═════ Texto do documento ═════

Caríssima São
Camarada de palavras “em navio” e conterrânea por amizade.
Sem sair do “coração da ilha”, fui capaz – penso – de percorrer os trilhos deste teu tão sentido quanto belo “País de Akendenguê”.
De Kwame a Malabo, de Batepá a Fernão Dias, da cidade de nome santo ao Congo – percebi a tua angústia e os tempos dos teus fantasmas, mas também os sonhos, não utópicos, do “renascer” da tua Ilha-África.
Como tu, também eu não estou farto de palavras – da nossa palavra jurada – que se entranha nas unhas como as cordas do tempo.
Talvez não tenha interpretado ou decifrado correctamente os teus sinais – ousadia minha consegui-lo – mas, sem sair do “coração da ilha”, esse teu Jardim em ruínas que pintas com os olhos da imensidão do mar e amando as palmeiras que sempre quiseste verdes e rectas, “percebi” que hás-de voltar sempre à Ilha na crista das palavras, pois é lá que moram o teu coração e a tua humilde e solidária “avó” a quem pertences.

═════ Dados da tarefa ═════

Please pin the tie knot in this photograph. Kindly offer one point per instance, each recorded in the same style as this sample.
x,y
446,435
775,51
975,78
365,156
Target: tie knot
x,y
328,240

═════

Instrução 1 =>
Que nome recebe, no texto do documento, o país cujos trilhos quem escreve diz ter percorrido sem sair do "coração da ilha"?
Instrução 2 =>
Transforme as linhas da listagem em uma tabela Markdown com as colunas "n" (número da linha) e "Linha" (o texto da linha). Deixe de fora as linhas em branco.

Resultado do exercício 1 =>
"País de Akendenguê".

Resultado do exercício 2 =>
| n | Linha |
|---|---|
| 1 | Please pin the tie knot in this photograph. Kindly offer one point per instance, each recorded in the same style as this sample. |
| 2 | x,y |
| 3 | 446,435 |
| 4 | 775,51 |
| 5 | 975,78 |
| 6 | 365,156 |
| 7 | Target: tie knot |
| 8 | x,y |
| 9 | 328,240 |